#### Action item:
Repeat, line for line, the entries printed below.

[Stored data entries]
┌──

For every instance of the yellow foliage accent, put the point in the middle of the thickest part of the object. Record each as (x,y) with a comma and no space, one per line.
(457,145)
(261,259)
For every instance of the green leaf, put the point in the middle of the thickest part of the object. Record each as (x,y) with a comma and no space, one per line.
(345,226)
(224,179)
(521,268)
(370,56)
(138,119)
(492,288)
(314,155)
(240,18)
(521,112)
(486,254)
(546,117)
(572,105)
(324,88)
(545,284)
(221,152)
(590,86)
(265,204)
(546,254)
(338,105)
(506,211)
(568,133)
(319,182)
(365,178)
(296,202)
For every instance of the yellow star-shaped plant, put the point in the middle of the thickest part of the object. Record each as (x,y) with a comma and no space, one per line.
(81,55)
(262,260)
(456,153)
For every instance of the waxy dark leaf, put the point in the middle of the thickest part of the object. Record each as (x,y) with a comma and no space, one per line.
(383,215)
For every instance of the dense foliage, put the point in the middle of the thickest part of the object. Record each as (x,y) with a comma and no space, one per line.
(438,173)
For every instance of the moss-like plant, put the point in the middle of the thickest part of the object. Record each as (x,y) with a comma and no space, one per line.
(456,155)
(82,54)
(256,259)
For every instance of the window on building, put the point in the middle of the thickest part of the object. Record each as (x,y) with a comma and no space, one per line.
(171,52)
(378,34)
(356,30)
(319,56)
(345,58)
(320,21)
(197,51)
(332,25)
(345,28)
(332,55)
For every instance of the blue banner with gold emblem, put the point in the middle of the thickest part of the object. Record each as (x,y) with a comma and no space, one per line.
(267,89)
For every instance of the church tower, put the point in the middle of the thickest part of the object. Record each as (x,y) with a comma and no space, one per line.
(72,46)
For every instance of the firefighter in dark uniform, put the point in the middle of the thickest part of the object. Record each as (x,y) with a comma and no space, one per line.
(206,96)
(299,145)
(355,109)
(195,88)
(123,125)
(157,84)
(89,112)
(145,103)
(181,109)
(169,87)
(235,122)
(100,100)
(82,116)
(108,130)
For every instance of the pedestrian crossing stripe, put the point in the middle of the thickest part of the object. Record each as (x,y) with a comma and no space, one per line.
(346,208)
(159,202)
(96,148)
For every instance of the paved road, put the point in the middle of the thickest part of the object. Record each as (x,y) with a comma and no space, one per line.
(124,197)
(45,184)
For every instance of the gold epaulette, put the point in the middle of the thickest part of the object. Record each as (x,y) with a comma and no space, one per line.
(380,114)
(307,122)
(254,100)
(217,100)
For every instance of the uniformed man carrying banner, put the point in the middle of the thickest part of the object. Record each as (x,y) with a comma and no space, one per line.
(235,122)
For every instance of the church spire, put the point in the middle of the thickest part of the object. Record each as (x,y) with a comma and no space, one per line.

└──

#### Exercise answer:
For every instance of the yellow foliage accent, put the point in the middle of the thickest part of the object. Record each as (x,y) with a comma and no space, one per line.
(457,145)
(261,259)
For every instance of the green leaf, put the point in the middle of the thickest part of the object. Record each as (x,y) with a comma and no space, one per line.
(345,226)
(224,179)
(521,268)
(370,56)
(138,119)
(492,288)
(314,155)
(240,18)
(521,112)
(486,254)
(546,117)
(572,105)
(324,88)
(545,284)
(221,152)
(590,86)
(265,204)
(546,254)
(338,105)
(506,211)
(568,133)
(319,182)
(365,178)
(296,202)
For every instance of the yellow star-shaped plant, put the point in the middle of the thickest part of the object. Record each as (x,y) with a comma and no space, one per line.
(81,55)
(262,260)
(456,153)
For every instance of the waxy dark leaf, put the point in the middle of the thickest part of the object. Record each as (x,y) with a comma and no space, one per line.
(383,215)
For every instance of the dense foliage, put the point in the middle of the thickest part of the object. Record each as (x,y) with a comma and no space, one per line.
(438,173)
For every instance of the moss-like plant, put the point in the middle of the thickest part of the object. Record each as (x,y) with a comma and no space, one per line.
(456,155)
(82,54)
(256,259)
For every instance of the window on building, put the point in the middle of the thickest part of the object. Record each as (x,y) with a comma and no space, one per line.
(171,52)
(378,34)
(356,30)
(319,56)
(345,58)
(320,21)
(197,51)
(332,25)
(345,28)
(332,55)
For every instance of the blue banner with gold emblem, put the point in the middle of the thickest part of the object. Record each as (x,y) with a comma and no space, one per line.
(267,89)
For every instance of the church tower, put the point in the middle of the thickest part of the object. Record each as (x,y) with a comma and no space, one per line.
(72,46)
For every instance of the firefighter in dark uniform, put the point in the middle of the thickest part of the object. Record each as (x,y) with a comma and no space, one per line.
(206,96)
(299,145)
(355,109)
(195,88)
(123,125)
(157,84)
(89,112)
(145,103)
(181,109)
(169,87)
(235,122)
(100,100)
(82,116)
(108,130)
For every instance of the pedestrian crossing stripe, put the point in the middle of the thickest part of the object. Record each as (x,y) with a comma and no space, one per line.
(346,208)
(159,202)
(96,148)
For every instance of the paved road, put the point in the middle of the thickest part of the object. Record each as (x,y) with a comma and no space, one per line.
(124,197)
(45,184)
For every instance of the gold epaulette, put the point in the middle of the thickest part of the object. Record each as (x,y) with a comma and no space, one per line.
(380,114)
(307,122)
(254,100)
(217,100)
For every instance of the uniformed man carrying banner, put the point in the middle of the thickest part of the object. Record each as (x,y) with a comma and no space, one per line.
(235,122)
For every instance of the church spire, put the point in the middle of the thickest part of the object. Record each as (x,y) with a comma and no space, one per line.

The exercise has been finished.